▶ **Aim**
Pull out every line below that contains the word "rainbow" and copy each one in full.

▶ **Given records**
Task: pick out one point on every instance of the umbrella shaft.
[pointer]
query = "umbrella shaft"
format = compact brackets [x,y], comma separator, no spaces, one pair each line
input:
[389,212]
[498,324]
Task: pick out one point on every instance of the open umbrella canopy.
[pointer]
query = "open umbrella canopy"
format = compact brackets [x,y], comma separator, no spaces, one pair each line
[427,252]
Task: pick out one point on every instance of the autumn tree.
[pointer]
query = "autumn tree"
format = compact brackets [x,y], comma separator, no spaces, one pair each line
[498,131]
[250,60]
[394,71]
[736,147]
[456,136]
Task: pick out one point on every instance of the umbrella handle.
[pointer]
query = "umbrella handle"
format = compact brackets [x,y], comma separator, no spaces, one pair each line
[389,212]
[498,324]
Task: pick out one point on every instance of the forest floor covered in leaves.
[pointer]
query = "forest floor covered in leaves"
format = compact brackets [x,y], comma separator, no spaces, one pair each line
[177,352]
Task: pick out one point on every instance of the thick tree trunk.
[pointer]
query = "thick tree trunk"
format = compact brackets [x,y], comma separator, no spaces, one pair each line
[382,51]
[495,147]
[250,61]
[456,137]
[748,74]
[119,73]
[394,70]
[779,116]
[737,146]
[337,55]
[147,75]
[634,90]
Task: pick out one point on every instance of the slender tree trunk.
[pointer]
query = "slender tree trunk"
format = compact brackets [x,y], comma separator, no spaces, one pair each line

...

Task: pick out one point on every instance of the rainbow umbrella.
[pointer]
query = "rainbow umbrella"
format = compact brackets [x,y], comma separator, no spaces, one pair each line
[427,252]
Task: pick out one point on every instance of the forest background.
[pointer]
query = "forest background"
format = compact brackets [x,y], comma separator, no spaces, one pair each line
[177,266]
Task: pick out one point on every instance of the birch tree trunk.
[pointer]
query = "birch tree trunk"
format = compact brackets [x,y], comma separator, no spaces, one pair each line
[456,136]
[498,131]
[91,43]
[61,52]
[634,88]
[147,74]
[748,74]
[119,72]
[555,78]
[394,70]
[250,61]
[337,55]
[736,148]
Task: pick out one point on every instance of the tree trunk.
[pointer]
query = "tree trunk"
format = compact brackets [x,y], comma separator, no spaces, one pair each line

==

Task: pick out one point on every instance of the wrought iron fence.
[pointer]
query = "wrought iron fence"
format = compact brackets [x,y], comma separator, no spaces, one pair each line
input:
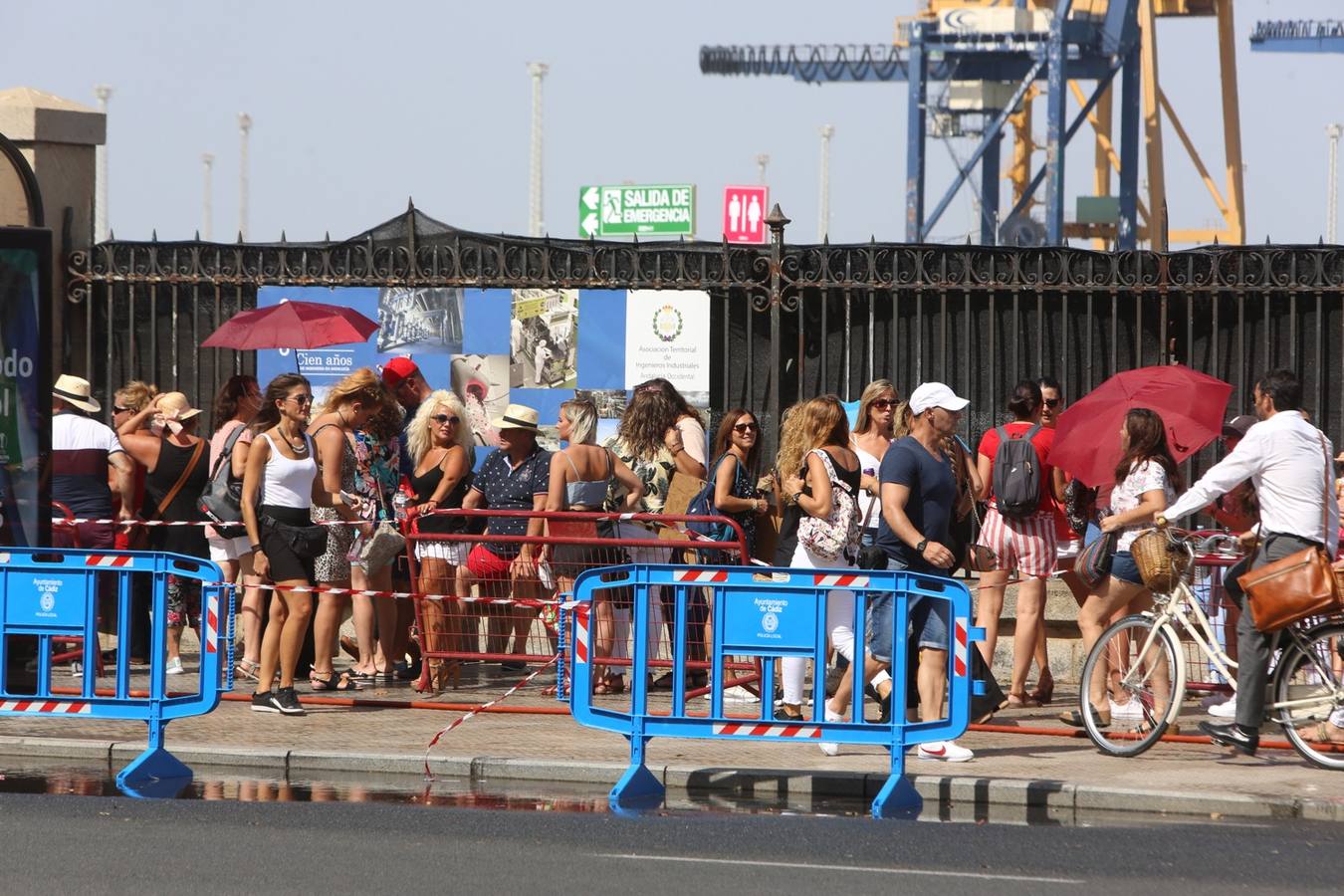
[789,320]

▶ **Solution for this problem**
Task: pick out one point on every instance of the rainbow umbrella.
query = "rainbow umbrella"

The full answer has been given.